**Texto citado**
%%

En el desierto de la Cuaresma es donde somos capaces
de acoger la novedad absoluta del evangelio, la novedad del rostro de Dios que
emerge de la revelación de Jesús.
Un Dios hermoso que nos espera en el Tabor, siempre
que logremos dejar la estepa de la cotidianidad y de la mediocridad. Un Dios
que no nos manda las catástrofes y calamidades, pero al que sólo tenemos por bueno
cuando nos machaca la desgracia y necesitamos ayuda. Un Dios que es un padre
cariñoso que nos quiere y nos respeta.
Lucas construye su evangelio alrededor de tres
parábolas de la misericordia, y en ellas concentra la síntesis de su anuncio. Una
de estas parábolas, quizás la más conocida del evangelio, es la llamada, erróneamente,
del “Hijo Pródigo.”
Máscaras
Los dos hijos protagonistas de la parábola tienen
una pésima idea de Dios. Ambos. El primer hijo, el disoluto, piensa que Dios es
un competidor, un adversario: si hay un Dios yo no puedo realizarme. Porque la
imagen que él tiene de Dios es un censor, un rector severo, alguien que no me
ayuda. Así que yo le pido lo mío, lo que me corresponde, lo que me debe, -
¿desde cuándo un padre “debe” a nadie la herencia? -. Pedir la herencia a
alguien significa desear su muerte.
El hijo se va a un país lejano, quiere poner una
gran distancia entre él y su padre, y se dedica a conocer mundo y darse la gran
vida. Tiene muchos amigos y despilfarra todo el patrimonio arrebatado al padre,
pero cuando se acaba el dinero los amigos desaparecen. Obviamente.
¿Es eso la vida? En pocos meses ya conoció todo y lo
ha quemado todo. Y tiene que ponerse a cuidar cerdos. Los cerdos, aquellos
animales que eran impuros por excelencia. Y siente hambre.
El hambre le da una cura de realismo que le hace
volver sobre sí mismo y razonar: “Soy un idiota. ¡En casa de mi padre hasta el
más humilde de los siervos tiene pan en abundancia! Ahora volveré y buscaré una
excusa.” Sí, una excusa, habéis oído bien. No se trata de la interpretación bondadosa
de una conversión desde el principio. El hijo pródigo no está para nada
arrepentido, simplemente tiene hambre y todavía piensa que el padre es un tonto
al que se puede manipular. Como nosotros, tantas veces, pensamos de Dios.
El otro hijo vuelve del trabajo cansado y se ofende por la fiesta que el padre ha hecho en honor del hijo menor. ¿Cómo decirle al padre que se está equivocando?
Su corazón es ruin y mezquino, aunque su sentido
de justicia sea grande: sí, es verdad, el Padre se comporta injustamente con él.
Porque él está trabajando desde hace años y no ha osado nunca pedir nada. El
hijo mayor piensa que Dios es alguien al que hay que tener contento, para el cual
trabajamos ahora y al que obedecemos pero que, al final, tendremos el premio: se
nos reconocerá todas las fatigas y sacrificios que hemos vivido y las misas que
nos hayamos tragado como un jarabe.

%%

**Problema breve 1**
¿Cómo resumirías en dos oraciones el texto sobre la parábola del hijo pródigo?
**Problema breve 2**
¿Puedes copiar tal cual, del texto sobre la parábola del hijo pródigo, el pasaje que va desde "Lucas construye su" hasta "desear su muerte.", ambos incluidos?
**Problema breve 3**
Escribe la continuación del texto sobre la parábola del hijo pródigo a partir de su última oración.

**Datos proporcionados**

%%

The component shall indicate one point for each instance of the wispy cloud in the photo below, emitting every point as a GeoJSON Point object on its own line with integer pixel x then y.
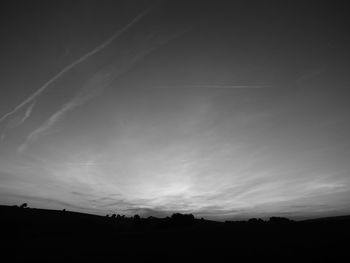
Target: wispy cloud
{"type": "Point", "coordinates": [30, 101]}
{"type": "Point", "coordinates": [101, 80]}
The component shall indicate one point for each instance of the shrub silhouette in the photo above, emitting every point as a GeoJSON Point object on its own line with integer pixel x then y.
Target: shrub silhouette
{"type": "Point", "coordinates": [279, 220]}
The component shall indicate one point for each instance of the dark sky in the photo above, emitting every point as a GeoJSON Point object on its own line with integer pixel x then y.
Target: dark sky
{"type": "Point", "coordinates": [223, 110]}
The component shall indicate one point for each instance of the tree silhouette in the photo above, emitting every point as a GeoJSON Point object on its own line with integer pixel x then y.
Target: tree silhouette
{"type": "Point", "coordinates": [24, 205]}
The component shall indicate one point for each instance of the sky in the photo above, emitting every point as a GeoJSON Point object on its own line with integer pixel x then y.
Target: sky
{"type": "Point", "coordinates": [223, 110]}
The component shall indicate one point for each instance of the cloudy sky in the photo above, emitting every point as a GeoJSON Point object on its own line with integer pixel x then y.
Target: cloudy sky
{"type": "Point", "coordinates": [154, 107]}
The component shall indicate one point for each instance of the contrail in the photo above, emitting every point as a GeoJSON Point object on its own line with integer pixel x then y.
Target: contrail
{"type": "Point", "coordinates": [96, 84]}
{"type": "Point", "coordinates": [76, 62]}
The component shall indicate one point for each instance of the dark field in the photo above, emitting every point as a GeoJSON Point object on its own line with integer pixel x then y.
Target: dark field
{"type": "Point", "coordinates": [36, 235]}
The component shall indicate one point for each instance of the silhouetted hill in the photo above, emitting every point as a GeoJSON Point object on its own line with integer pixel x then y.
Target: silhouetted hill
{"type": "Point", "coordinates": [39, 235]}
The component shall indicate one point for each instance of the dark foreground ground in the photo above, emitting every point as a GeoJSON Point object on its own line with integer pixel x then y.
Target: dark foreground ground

%%

**Respuesta 1**
El texto presenta la Cuaresma como el tiempo en que podemos acoger la novedad del rostro de Dios revelado por Jesús, un padre cariñoso que nos quiere y nos respeta, y señala que Lucas construye su evangelio alrededor de tres parábolas de la misericordia. Sostiene que los dos hijos de la parábola del hijo pródigo tienen una pésima idea de Dios: el menor lo ve como un adversario y vuelve solo por hambre, convencido de que puede manipular al padre, y el mayor lo ve como alguien al que hay que tener contento para recibir al final el premio por sus fatigas.

**Respuesta 2**
Lucas construye su evangelio alrededor de tres
parábolas de la misericordia, y en ellas concentra la síntesis de su anuncio. Una
de estas parábolas, quizás la más conocida del evangelio, es la llamada, erróneamente,
del “Hijo Pródigo.”
Máscaras
Los dos hijos protagonistas de la parábola tienen
una pésima idea de Dios. Ambos. El primer hijo, el disoluto, piensa que Dios es
un competidor, un adversario: si hay un Dios yo no puedo realizarme. Porque la
imagen que él tiene de Dios es un censor, un rector severo, alguien que no me
ayuda. Así que yo le pido lo mío, lo que me corresponde, lo que me debe, -
¿desde cuándo un padre “debe” a nadie la herencia? -. Pedir la herencia a
alguien significa desear su muerte.

**Respuesta 3**
Él es un mortificado, sin grillos en la cabeza, él
es el buen hijo que todos quisieran. Entonces, ¿por qué el padre se comporta de
ese modo?
¿Un final feliz?
Fijaros bien ahora. No hay en esta historia nada
parecido a un bonito desenlace. Lucas detiene aquí la narración. No nos dice si
el primer hijo apreció el gesto del padre o si, finalmente, cambió de idea y se
convirtió. Tampoco nos dice si el hermano mayor, enterneciéndose, entró a la
fiesta.
No. La parábola acaba abierta, sin supuestas soluciones,
sin moralismos fáciles ni finales de un Príncipe Azul.
Esto nos quiere decir que podemos estar con el
Padre sin verlo, que podemos trabajar con él sin alegrarnos por ello, que podemos
dejar que nuestra fe se convierta en una obsequiosidad respetuosa y sin que nos
haga estallar el corazón de alegría.
El evangelio nos dice que Dios, una vez más, nos
considera como personas adultas, que confía en nuestras manos las decisiones
que hemos de tomar y que no sustituye las elecciones que nosotros debemos hacer
con su intervención “divina”.
El despilfarrador
Y ahora, dejemos de mirar a estos dos estúpidos
hermanos, tan parecidos a nosotros. Pequeños y mezquinos, como nosotros. Fijémonos
en el Padre, por favor.
Vemos un Padre que deja marchar al hijo, aunque
sabe que se va a hacer daño, (¿vosotros lo habríais dejado marchar?). Vemos un
Padre que cada día avizora el horizonte. Vemos un Padre que sale corriendo y
abraza al hijo, actitud muy poco conveniente para alguien al que se le debe respeto.
Vemos un Padre que no echa en cara ni pide cuentas del dinero gastado (ni dice
cosas como “¡ya te lo dije yo!"), un Padre que no acusa, que abraza, que amortigua
las excusas, que no las quiere ni acepta, que devuelve la dignidad, y que hace una
fiesta por la vuelta del hijo.
Vemos también un Padre exageradamente “injusto”,
que quiere a un hijo que le había deseado la muerte cuando le exigía la
herencia, que ama a un hijo delirante en sus exigencias, un Padre que sabe que aquel
hijo aún no está curado por dentro, pero él tiene paciencia y hace ya una fiesta.
Vemos un Padre que sale al encuentro del enfadado
hermano mayor para rogarle que intente justificarse y para explicarle sus
buenas razones. Vemos a este Padre que acepta la libertad de sus hijos, que tiene
paciencia, que orienta, que estimula. Es para quedar completamente descolocado.
Entonces, ¿es así Dios? ¿Hasta tal punto llega?
¿Tanto? Sí, amigos. Éste es el Dios de Jesucristo y no otro. Así es Dios y no
de otra manera.
En definitiva, hemos de preguntarnos: ¿es éste el
Dios en quien yo creo?
Jesús está a punto de morir por afirmar esta
verdad, está dispuesto a hacerse degollar por no renegar jamás de esta
inesperada revelación.
Dios es el verdadero pródigo, manirroto y despilfarrador,
no el hijo. Porque lo único que hay de exagerado y de excesivo, en esta
historia, es sólo el amor de Dios.
¿Qué respuesta le vamos dar?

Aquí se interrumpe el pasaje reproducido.